-- Material supplied follows --
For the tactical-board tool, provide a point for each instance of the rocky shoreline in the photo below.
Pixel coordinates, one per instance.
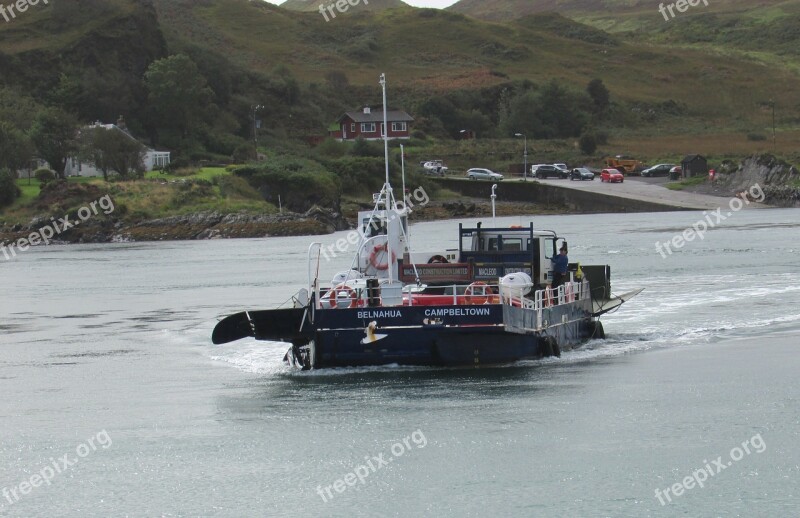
(774, 177)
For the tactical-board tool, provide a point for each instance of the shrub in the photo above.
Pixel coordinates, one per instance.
(244, 152)
(44, 175)
(365, 148)
(332, 148)
(300, 183)
(236, 187)
(9, 191)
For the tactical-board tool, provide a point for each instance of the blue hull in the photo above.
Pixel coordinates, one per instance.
(442, 336)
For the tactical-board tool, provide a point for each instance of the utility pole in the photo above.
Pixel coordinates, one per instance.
(774, 139)
(255, 128)
(525, 157)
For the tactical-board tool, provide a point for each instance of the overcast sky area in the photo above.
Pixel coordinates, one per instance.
(415, 3)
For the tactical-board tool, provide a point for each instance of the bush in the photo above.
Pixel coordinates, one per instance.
(331, 148)
(9, 191)
(44, 175)
(588, 143)
(300, 183)
(244, 153)
(365, 148)
(236, 187)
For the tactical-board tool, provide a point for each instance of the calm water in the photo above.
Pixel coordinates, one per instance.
(111, 343)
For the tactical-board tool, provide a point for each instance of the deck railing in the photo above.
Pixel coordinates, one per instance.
(570, 291)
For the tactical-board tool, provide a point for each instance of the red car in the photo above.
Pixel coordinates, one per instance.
(611, 175)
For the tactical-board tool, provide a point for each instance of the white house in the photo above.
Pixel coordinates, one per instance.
(152, 159)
-- Material supplied concluded --
_Exercise:_ An exact copy of the listing is required, with every image removed.

_Solution for this task:_
For the tactical-board tool, provide a point for each instance of the rocky shoreline in the photo below.
Pixel coordinates, one per instance.
(774, 177)
For the tactical-board tool, provide a point for each instance of the shrub in the photo above.
Pixel coordinates, one per instance.
(244, 152)
(44, 175)
(365, 148)
(332, 148)
(300, 183)
(236, 187)
(9, 191)
For the tactical-board tool, provide a point for each instance of the blue hull in the photo above.
Pixel coordinates, one per instance.
(442, 336)
For the tactical-board tool, provide a point for each instance of the utility pole in the photo above.
Pixel coordinates, one per instance.
(774, 139)
(255, 128)
(525, 157)
For the tactical-board tool, provide a point for each instance of the overcast sky area in the photo above.
Pixel coordinates, one per instance.
(415, 3)
For the tactical-board tool, provide a point for each instance of the bush in the photo above.
Pixel coordinates, one per instance.
(331, 148)
(9, 191)
(44, 175)
(588, 143)
(300, 183)
(244, 153)
(365, 148)
(236, 187)
For the tactical-board tool, provide a point for each instance of the calm water in the photo above.
Pixel coordinates, one per instance.
(111, 343)
For the tactical-board tool, provide a point for each instance of the deck railing in the photo above.
Pixel coordinates, one per instance.
(570, 291)
For the tactical-board tool, provide a point for each instance of the red car in the photo above.
Pixel coordinates, one per instance.
(611, 175)
For the tactical-board tool, provide a point for each instance of the white house in the photo above.
Pixel coordinates, one per instance.
(152, 159)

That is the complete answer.